Chemical and Biological Weathering in Vermiculite from Transvaal1

  1. B. L. Sawhney and
  2. G. K. Voigt2

Abstract

Abstract

Transvaal vermiculite flakes were weathered in solutions of salts or acids as well as in nutrient solutions inoculated with water extracts of soils from hemlock (Tsuga canadensis) and tulip poplar (Liridendron tulipifera) forest stands. Morphological changes were studied with a microscope and the structural changes were determined by X-ray diffraction analysis, while the changes in chemical composition were estimated by an electron microprobe.

Weathering of flakes proceeded from edges inward and produced a weathered zone parallel to the flake edges. However, the changes produced by salt solutions were different from those by acids and biological agents.

Treatment with salt solution produced the expanded weathered zone with a 14A c-axis spacing as compared to 10A spacing of the unaltered zone. Electron microprobe analysis revealed that the salt treatment replaced the interlayer K ions by the hydrated cations of the salt. Treatment with acids or biological agents, on the other hand, produced a bleached and fragile weathered border that was amorphous to X-rays. Electron microprobe analysis showed that the bleached zone was depleted of Fe, Mg, and Al, besides the interlayer K ions; concentration of these cations decreased towards the extremity of the edge. The amorphous nature of the weathered zone is attributed to the loss of the unit cell periodicity resulting from the removal of a portion of the octahedral and tetrahedral cations.

Extracted data:
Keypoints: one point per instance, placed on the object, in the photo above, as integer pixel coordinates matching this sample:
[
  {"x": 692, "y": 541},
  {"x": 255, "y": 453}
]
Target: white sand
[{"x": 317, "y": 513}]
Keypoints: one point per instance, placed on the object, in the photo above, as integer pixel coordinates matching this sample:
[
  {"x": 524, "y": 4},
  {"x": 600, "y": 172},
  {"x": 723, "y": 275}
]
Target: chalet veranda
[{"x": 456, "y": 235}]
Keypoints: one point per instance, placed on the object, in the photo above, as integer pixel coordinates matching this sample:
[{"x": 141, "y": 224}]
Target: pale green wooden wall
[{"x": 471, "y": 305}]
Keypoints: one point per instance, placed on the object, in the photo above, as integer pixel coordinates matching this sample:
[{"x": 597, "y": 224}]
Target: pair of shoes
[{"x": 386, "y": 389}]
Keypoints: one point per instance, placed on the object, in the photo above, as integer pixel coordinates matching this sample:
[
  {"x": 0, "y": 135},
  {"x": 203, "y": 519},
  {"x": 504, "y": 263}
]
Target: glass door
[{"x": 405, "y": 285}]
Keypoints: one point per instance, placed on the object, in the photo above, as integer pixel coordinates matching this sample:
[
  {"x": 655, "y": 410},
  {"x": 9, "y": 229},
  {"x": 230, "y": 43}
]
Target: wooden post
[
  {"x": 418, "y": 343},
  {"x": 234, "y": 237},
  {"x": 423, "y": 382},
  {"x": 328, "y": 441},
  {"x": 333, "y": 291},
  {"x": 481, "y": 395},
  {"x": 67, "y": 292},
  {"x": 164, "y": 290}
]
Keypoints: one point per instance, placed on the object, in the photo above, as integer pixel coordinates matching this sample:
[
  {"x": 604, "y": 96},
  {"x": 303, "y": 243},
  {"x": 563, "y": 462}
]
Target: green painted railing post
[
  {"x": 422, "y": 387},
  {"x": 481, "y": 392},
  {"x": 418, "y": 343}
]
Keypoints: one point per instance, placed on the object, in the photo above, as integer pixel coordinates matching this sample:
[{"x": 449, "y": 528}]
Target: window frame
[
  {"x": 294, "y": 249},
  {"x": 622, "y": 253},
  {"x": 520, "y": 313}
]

What the exercise asks: Print the part of the vermiculite weathering abstract starting at "1. B. L. Sawhney" and ending at "an electron microprobe.", word for word.

Worked solution:
1. B. L. Sawhney and
  2. G. K. Voigt2

Abstract

Abstract

Transvaal vermiculite flakes were weathered in solutions of salts or acids as well as in nutrient solutions inoculated with water extracts of soils from hemlock (Tsuga canadensis) and tulip poplar (Liridendron tulipifera) forest stands. Morphological changes were studied with a microscope and the structural changes were determined by X-ray diffraction analysis, while the changes in chemical composition were estimated by an electron microprobe.